---- Page excerpt

Primal Scream take to the undressed and bare stage without any fuss. Bobby Gillespie steps up to the mic and informs any that have missed the news that Reed has left the building. He continues, without the man there would be no Primal Scream; he was the reason why they are in a band and tonight they were going to do this one for Lou.
They are in town to hawk their tenth and latest LP, More Light. The album’s opening track, ‘2013’, also serves as tonight’s opener. It is the first of several new tracks featured tonight and the new material sits nicely with the seasoned favourites. But Gillespie is an old hand at it at this stage in his career and he knows how to give the public what the public want, so straight after ‘2013’ they launch into ‘Jailbird’.

--------

• Challenge 1: Reproduce the passage of the concert review from "Primal Scream take" to "launch into ‘Jailbird’.".

---- Material

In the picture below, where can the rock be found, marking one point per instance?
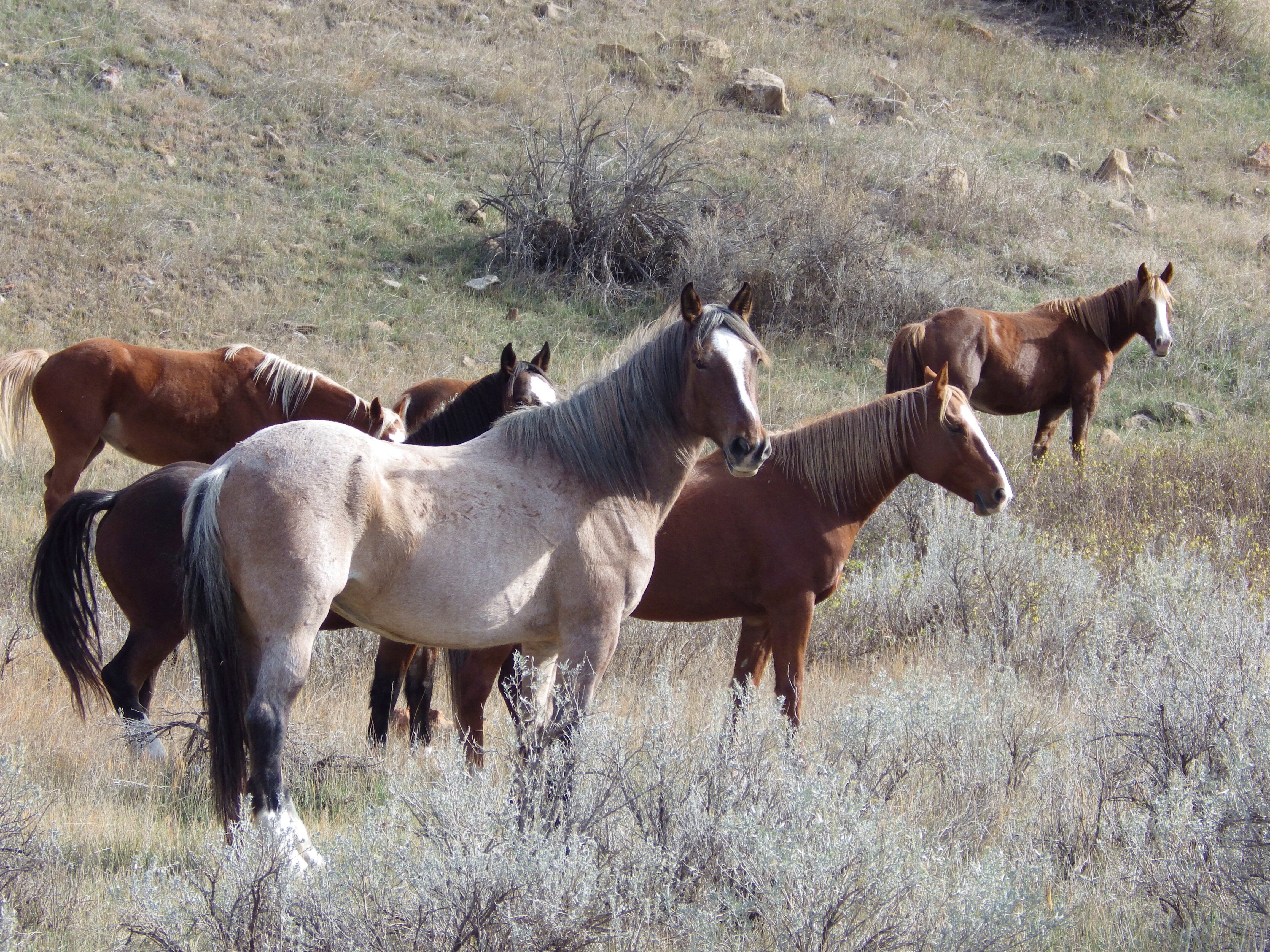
(108, 80)
(1188, 414)
(889, 88)
(761, 91)
(1260, 159)
(482, 283)
(976, 31)
(1064, 162)
(550, 12)
(470, 211)
(1116, 169)
(700, 47)
(627, 63)
(947, 181)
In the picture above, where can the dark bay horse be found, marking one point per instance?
(540, 532)
(1053, 357)
(770, 549)
(138, 546)
(164, 407)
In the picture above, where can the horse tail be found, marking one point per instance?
(63, 597)
(455, 661)
(905, 367)
(211, 612)
(17, 376)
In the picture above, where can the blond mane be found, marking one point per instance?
(853, 456)
(290, 384)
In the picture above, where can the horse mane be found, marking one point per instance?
(1098, 313)
(464, 417)
(290, 384)
(598, 433)
(854, 455)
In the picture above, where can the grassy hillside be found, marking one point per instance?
(295, 187)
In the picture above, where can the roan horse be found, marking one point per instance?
(539, 534)
(138, 549)
(164, 407)
(801, 518)
(1053, 357)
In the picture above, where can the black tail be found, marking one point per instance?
(905, 367)
(63, 597)
(211, 613)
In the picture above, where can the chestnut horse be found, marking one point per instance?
(138, 549)
(539, 532)
(164, 407)
(1053, 357)
(770, 549)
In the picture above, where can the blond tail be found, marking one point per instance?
(17, 375)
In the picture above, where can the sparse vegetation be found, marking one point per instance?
(1039, 732)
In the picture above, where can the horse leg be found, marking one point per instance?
(1084, 408)
(419, 681)
(789, 626)
(64, 475)
(129, 680)
(1047, 423)
(477, 678)
(754, 649)
(390, 667)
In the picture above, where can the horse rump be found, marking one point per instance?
(905, 367)
(17, 376)
(211, 613)
(61, 592)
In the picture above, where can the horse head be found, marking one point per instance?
(526, 383)
(719, 397)
(385, 424)
(954, 452)
(1155, 308)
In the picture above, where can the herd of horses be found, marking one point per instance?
(496, 521)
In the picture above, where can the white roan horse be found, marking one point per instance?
(539, 532)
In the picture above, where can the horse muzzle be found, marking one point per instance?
(745, 458)
(992, 503)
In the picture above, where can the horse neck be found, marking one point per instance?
(851, 461)
(465, 418)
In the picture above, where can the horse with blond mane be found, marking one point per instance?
(166, 407)
(1057, 356)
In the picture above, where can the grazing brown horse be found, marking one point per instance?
(138, 548)
(768, 550)
(1053, 357)
(166, 407)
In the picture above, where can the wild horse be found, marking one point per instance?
(1053, 357)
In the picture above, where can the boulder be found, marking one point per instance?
(695, 46)
(761, 91)
(627, 63)
(1116, 169)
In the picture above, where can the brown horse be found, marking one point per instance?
(166, 407)
(768, 550)
(1053, 357)
(138, 548)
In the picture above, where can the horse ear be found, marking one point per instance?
(543, 360)
(690, 304)
(743, 304)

--------

• Challenge 2: Turn the lines of the records from the line with "In the picture above, where can the boulder" through the last line of the records into a numbered list, omitting any blank lines.

• Expected output 1:
Primal Scream take to the undressed and bare stage without any fuss. Bobby Gillespie steps up to the mic and informs any that have missed the news that Reed has left the building. He continues, without the man there would be no Primal Scream; he was the reason why they are in a band and tonight they were going to do this one for Lou.
They are in town to hawk their tenth and latest LP, More Light. The album’s opening track, ‘2013’, also serves as tonight’s opener. It is the first of several new tracks featured tonight and the new material sits nicely with the seasoned favourites. But Gillespie is an old hand at it at this stage in his career and he knows how to give the public what the public want, so straight after ‘2013’ they launch into ‘Jailbird’.

• Expected output 2:
1. In the picture above, where can the boulder be found, marking one point per instance?
2. (695, 46)
3. (761, 91)
4. (627, 63)
5. (1116, 169)
6. In the picture above, where can the brown horse be found, marking one point per instance?
7. (166, 407)
8. (768, 550)
9. (1053, 357)
10. (138, 548)
11. In the picture above, where can the horse ear be found, marking one point per instance?
12. (543, 360)
13. (690, 304)
14. (743, 304)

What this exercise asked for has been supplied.